• **Extract to read**

┏━━

# SPARQL queries of CWLProv provenance files
This document provides an overview of different SPARQL queries, together with their (expected) result.

## Import modules & queries

In [2]:
import os
import rdflib
from pathlib import Path

In [3]:
cwd = Path(os.getcwd())
queries_dir = cwd / 'queries'

## Functions

In [4]:
def run_query(rdf_file, query_file):
    """
    file = RDF file; query_file = path to sparql query file.
    """
    g = rdflib.Graph()
    g.parse(rdf_file)
    with open(query_file, 'r')  as f:
        query = f.read()
        
    qres = g.query(query)
    
    return qres

## SPARQL queries

List all the Docker images used in this workflow run.

In [5]:
provenance_file = cwd / "labels_wf_primary_cwlprov.ttl" # replace this with provenance file of full workflow run
extract_images_query = queries_dir / "docker_images.sparql"
response = run_query(provenance_file, extract_images_query)
for row in response:
    print(f"{row.step} used {row.image}")


arcp://uuid,a914217a-5cd2-457d-85cc-7472eeb17bfd/workflow/packed.cwl#main/generate_pc7 used amancevice/pandas:1.3.4-slim


List every entity that has a DOI.

In [19]:
provenance_file = cwd / 'data_ann_ex1_primary.cwlprov.ttl' # replace this with provenance file of full workflow run
extract_doi_query = queries_dir / 'dois.sparql'
response = run_query(provenance_file, extract_doi_query)
for row in response:
    print(f"{row.doi}")

<doi>
<doi>
dataset_identifier


Extract the formats of all files for which this is specified.

In [18]:
provenance_file = cwd / 'data_ann_ex2_primary.cwlprov.ttl'
extract_format_query = queries_dir / 'format.sparql'
response = run_query(provenance_file, extract_format_query)
for row in response:
    print(f"{row.basename} has format {row.format}")

sabdab_summary_all_20220527.tsv has format https://www.iana.org/assignments/media-types/text/tab-separated-values
7mb7.cif has format http://edamontology.org/format_1477
7zxf.cif has format http://edamontology.org/format_1477


<rdflib.plugins.sparql.processor.SPARQLResult at 0x7fd6944bbfa0>

┗━━

• **Goals**
a – According to the SPARQL notebook, which Docker image does the step generate_pc7 use?
b – Rescale the records from their first line through the line that contains "[224,85,300,137]", inclusive. Give every line again with the requests included, multiplying each bounding-box coordinate in the answers by 0.85 and rounding to whole numbers, with halves rounded up.

[A run of records]
┏━━

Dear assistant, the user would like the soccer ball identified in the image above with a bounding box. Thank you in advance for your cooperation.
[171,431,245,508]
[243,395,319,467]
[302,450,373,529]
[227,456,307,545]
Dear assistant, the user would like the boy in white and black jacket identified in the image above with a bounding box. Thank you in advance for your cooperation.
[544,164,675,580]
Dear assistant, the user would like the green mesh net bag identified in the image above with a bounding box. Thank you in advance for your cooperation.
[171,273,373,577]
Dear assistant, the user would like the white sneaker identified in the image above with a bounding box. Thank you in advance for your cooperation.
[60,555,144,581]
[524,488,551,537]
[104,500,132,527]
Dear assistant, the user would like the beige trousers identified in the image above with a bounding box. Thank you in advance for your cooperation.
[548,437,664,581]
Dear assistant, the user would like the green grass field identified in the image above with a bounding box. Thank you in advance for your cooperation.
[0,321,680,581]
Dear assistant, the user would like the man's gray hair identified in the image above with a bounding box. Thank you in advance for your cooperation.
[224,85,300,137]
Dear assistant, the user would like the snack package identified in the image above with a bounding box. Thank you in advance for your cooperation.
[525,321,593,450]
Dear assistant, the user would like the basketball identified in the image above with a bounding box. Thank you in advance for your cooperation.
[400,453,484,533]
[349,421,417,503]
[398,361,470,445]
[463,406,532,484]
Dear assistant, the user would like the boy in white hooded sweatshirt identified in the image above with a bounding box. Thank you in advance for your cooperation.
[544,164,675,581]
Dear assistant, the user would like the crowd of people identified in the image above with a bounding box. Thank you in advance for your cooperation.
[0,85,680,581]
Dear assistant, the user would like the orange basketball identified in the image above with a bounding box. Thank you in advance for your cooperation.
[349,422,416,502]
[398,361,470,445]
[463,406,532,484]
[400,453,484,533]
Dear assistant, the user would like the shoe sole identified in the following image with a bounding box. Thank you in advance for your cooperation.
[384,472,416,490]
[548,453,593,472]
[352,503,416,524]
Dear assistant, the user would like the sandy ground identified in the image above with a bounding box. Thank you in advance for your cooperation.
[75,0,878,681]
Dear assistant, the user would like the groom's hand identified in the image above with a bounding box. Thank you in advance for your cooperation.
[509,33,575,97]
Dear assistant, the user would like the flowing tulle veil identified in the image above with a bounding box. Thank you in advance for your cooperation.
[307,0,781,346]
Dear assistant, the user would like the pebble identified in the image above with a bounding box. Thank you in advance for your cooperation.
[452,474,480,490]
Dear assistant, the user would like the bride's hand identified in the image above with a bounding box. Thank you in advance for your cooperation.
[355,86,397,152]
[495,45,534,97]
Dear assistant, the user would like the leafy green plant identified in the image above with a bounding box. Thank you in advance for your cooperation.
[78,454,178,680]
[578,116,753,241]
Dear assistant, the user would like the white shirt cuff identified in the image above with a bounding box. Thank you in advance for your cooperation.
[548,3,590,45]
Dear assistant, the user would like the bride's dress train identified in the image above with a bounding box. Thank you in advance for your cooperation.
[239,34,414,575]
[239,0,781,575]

┗━━

• **Expected responses**
a – amancevice/pandas:1.3.4-slim

b –
Dear assistant, the user would like the soccer ball identified in the image above with a bounding box. Thank you in advance for your cooperation.
[145,366,208,432]
[207,336,271,397]
[257,383,317,450]
[193,388,261,463]
Dear assistant, the user would like the boy in white and black jacket identified in the image above with a bounding box. Thank you in advance for your cooperation.
[462,139,574,493]
Dear assistant, the user would like the green mesh net bag identified in the image above with a bounding box. Thank you in advance for your cooperation.
[145,232,317,490]
Dear assistant, the user would like the white sneaker identified in the image above with a bounding box. Thank you in advance for your cooperation.
[51,472,122,494]
[445,415,468,456]
[88,425,112,448]
Dear assistant, the user would like the beige trousers identified in the image above with a bounding box. Thank you in advance for your cooperation.
[466,371,564,494]
Dear assistant, the user would like the green grass field identified in the image above with a bounding box. Thank you in advance for your cooperation.
[0,273,578,494]
Dear assistant, the user would like the man's gray hair identified in the image above with a bounding box. Thank you in advance for your cooperation.
[190,72,255,116]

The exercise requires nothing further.